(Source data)
= Beginning of Section =

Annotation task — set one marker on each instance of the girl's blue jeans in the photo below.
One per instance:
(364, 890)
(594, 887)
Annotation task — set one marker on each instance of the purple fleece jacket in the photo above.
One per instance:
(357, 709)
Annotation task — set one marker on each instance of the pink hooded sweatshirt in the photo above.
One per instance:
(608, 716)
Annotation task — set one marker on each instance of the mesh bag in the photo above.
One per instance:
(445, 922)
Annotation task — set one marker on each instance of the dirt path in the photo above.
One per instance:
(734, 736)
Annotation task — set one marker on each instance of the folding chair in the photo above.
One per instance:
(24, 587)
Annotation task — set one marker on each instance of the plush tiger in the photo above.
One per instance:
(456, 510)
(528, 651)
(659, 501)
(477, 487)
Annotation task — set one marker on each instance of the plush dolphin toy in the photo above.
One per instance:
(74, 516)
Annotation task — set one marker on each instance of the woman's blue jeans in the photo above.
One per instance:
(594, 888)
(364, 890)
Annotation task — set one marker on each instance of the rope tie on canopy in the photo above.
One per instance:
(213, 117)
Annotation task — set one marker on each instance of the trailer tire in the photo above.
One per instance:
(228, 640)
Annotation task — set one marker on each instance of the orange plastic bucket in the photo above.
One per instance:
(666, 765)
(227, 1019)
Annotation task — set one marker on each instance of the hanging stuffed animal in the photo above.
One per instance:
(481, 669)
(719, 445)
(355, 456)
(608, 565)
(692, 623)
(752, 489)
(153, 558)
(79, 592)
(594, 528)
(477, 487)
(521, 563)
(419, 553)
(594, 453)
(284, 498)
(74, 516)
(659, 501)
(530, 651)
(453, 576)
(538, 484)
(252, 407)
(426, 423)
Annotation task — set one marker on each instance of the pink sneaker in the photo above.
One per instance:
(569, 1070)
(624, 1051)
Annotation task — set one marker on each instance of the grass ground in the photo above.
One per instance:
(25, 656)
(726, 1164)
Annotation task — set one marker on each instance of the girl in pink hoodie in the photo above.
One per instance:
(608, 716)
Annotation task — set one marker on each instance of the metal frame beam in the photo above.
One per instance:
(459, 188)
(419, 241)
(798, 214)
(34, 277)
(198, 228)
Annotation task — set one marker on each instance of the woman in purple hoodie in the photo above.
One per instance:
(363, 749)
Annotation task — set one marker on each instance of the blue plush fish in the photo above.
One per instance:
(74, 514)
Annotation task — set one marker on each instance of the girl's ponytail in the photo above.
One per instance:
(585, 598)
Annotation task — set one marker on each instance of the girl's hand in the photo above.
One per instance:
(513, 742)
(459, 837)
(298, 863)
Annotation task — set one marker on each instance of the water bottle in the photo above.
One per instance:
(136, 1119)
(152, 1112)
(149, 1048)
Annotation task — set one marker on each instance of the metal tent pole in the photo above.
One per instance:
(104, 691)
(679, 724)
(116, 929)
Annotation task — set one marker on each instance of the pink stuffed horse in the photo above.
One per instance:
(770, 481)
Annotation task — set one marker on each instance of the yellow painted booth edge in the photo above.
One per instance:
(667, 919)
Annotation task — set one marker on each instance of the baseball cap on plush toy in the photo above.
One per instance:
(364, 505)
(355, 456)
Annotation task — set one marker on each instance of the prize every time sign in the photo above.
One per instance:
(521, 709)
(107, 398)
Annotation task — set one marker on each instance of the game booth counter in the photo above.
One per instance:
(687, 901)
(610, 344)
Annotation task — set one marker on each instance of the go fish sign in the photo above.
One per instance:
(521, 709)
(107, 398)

= End of Section =

**What this task involves:** Wherever the word "plush" appears in the entries above, copy that line.

**Exercise answer:**
Annotation task — set one marker on each instance of the plush tiger in the photo above.
Annotation task — set one marker on each instance of the plush dolphin toy in the photo above.
Annotation task — set one marker on each instance of the blue plush fish in the photo above.
Annotation task — set one marker on each instance of the baseball cap on plush toy in the photo above.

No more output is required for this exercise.